**EXTRAIT CHOISI**

-*-*-

Pourquoi la réforme du secteur public marchand est indispensable ? Depuis maintenant plus de vingt ans que cette réforme est annoncée mais jamais réellement définie et encore moins connu une mise en œuvre. Plusieurs tentatives de réformes qui sont restées dans la dimension formelle consistant chaque fois à reconfigurer les portefeuilles des entités, à réorganiser la gouvernance et à « assainir » les comptes de ces entités. Au final, rien n’a changé, de plus en plus de déresponsabilisation des dirigeants, de moins en moins de rendements et d’innovation et de plus en plus de demandes d’intervention du Trésor. Lever le placenta aux EPE pour qu’elle se développe par elle-même. La réforme du SPM s’organisera autour des points suivants : redéfinir le périmètre du secteur public marchand en séparant le concurrentiel du reste et en faisant sortir du SPM les entreprises de service public qui doivent avoir un autre statut, et en définissant avec rigueur et sans état d’âme les entreprises stratégiques. La réforme visera aussi la définition des relations entre l’Etat et ses entreprises. L’Etat doit distinguer ses fonctions entre celles de propriétaire et celles de régulateur. Le propriétaire (l’Etat) ne doit pas ériger une quelconque tutelle de l’administration sur les EPE). L’autonomie de l’EPE est le cœur de toute réforme dans ce domaine. Le SPM sera au cœur d’une politique de ré-industrialisation et de diversification du pays. Il est encore dominant dans plusieurs filières et donc peut jouer le rôle moteur dans les réformes si les conditions de sa performance sont réunies et son management affranchi des « tutelles administratives » et des « rentes budgétaires de l’Etat ». On peut aller vite sur ce dossier, car les problèmes sont connus, les diagnostics élaborés et les voies d’amélioration identifiées. Il est vrai que la résistance au changement est très forte dans le secteur public. La réforme du SPM soulagerait, dans une large mesure, le Trésor public du fardeau des assainissements cycliques.

-*-*-

**DOCUMENTS FOURNIS**
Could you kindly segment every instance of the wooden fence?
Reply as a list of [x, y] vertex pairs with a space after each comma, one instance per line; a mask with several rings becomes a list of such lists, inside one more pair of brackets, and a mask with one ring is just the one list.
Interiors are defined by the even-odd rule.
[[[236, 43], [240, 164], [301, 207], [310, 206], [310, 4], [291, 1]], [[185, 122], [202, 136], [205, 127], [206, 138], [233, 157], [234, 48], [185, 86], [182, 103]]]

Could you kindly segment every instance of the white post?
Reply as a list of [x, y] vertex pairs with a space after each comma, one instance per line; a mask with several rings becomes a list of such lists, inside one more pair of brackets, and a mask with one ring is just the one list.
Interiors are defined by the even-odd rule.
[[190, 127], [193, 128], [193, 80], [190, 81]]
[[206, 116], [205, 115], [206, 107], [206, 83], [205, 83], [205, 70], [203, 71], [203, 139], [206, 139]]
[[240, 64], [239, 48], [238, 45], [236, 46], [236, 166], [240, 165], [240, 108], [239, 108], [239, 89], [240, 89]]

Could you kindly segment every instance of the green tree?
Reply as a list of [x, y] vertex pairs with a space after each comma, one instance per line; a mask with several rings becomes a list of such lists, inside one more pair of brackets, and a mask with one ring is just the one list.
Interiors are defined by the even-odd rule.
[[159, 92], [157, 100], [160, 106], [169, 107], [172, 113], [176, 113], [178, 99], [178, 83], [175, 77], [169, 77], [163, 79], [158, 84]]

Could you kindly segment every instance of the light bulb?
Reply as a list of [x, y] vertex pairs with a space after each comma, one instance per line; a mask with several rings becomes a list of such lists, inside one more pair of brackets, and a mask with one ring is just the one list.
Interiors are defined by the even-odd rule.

-*-*-

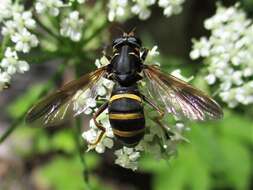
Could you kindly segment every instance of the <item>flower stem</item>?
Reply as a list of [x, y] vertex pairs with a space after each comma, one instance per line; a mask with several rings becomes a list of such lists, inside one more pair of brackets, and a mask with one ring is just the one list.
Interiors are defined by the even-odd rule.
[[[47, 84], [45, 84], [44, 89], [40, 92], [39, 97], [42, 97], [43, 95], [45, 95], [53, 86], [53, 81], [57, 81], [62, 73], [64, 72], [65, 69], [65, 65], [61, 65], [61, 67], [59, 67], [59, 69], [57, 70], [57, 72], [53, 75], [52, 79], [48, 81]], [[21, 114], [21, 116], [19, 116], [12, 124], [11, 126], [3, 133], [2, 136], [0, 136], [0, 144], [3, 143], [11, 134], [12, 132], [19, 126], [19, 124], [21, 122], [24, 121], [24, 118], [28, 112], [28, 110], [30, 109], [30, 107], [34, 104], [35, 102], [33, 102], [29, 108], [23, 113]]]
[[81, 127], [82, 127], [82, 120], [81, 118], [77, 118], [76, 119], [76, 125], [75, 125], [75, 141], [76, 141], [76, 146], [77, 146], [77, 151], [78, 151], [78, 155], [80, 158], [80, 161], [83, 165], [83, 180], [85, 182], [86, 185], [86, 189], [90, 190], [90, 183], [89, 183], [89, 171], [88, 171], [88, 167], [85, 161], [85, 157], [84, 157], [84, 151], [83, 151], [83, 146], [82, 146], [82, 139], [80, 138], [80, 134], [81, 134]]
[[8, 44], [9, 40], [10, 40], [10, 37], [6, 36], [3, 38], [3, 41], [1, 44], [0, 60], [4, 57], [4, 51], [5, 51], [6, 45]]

-*-*-

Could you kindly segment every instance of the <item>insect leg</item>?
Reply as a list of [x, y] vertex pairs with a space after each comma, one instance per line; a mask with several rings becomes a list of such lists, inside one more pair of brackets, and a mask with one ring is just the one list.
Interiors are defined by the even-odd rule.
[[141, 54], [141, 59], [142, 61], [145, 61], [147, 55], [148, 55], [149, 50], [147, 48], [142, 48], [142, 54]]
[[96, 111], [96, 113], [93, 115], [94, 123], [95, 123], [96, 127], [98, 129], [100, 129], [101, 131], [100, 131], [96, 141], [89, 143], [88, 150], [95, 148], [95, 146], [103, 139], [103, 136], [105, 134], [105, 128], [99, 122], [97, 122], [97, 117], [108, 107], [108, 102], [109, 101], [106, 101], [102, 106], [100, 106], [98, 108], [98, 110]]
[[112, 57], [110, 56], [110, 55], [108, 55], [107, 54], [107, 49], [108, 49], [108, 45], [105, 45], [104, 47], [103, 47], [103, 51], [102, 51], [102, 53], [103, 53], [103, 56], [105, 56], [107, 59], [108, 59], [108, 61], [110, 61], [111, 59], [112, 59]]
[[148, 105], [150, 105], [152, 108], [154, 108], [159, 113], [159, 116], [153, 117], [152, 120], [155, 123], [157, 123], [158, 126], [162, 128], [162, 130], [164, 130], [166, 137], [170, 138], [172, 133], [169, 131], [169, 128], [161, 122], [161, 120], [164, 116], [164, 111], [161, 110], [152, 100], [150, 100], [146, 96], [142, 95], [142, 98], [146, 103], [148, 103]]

-*-*-

**CONSIGNE 1**
Dans l'extrait sur la réforme du secteur public marchand, relevez les opérations auxquelles se sont chaque fois limitées les tentatives de réforme antérieures.
**CONSIGNE 2**
Veuillez poursuivre l'extrait sur la réforme du secteur public marchand après sa dernière phrase.
Les entrées forment un ensemble distinct de l'extrait choisi.

**ZONE DE RÉPONSE 1**
- reconfigurer les portefeuilles des entités
- réorganiser la gouvernance
- « assainir » les comptes de ces entités

**ZONE DE RÉPONSE 2**
Pourquoi il est urgent de réformer les finances publiques ? : Les ressources publiques seront toujours insuffisantes face aux besoins croissants du pays pour financer le service public et appuyer le développement. Cette réforme, comme celle du SPM, a souvent été annoncée et chaque fois reportée en raison de sa complexité et de ses impacts sur les autres secteurs. La fiscalité, les niches fiscales devenues stériles, la fiscalisation de l’informel, le rendement fiscal et le recouvrement, les revenus du patrimoine public, la redoutable question des subventions et de leur bonne destination… Il faut chercher l’élargissement de l’assiette, l’équité de l’impôt, et son recouvrement et de l’autre côté, améliorer l’efficacité de la dépense publique (faible plus de résultats avec les mêmes moyens).
Ces trois réformes, comme premier lot, préparent le terrain aux autres.
Les réformes aiguisent les peurs pour certains et les appétits pour d’autres. C’est pourquoi il faut un accompagnement pédagogique (expliquer les réformes) et surtout une politique de communication à destinations des différentes catégories de personnes pour dissiper les craintes, expliquer les objectifs et les enjeux, et surtout donner l’espoir à la fin du processus.
Toute réforme a des coûts, mais le statuquo est le plus coûteux.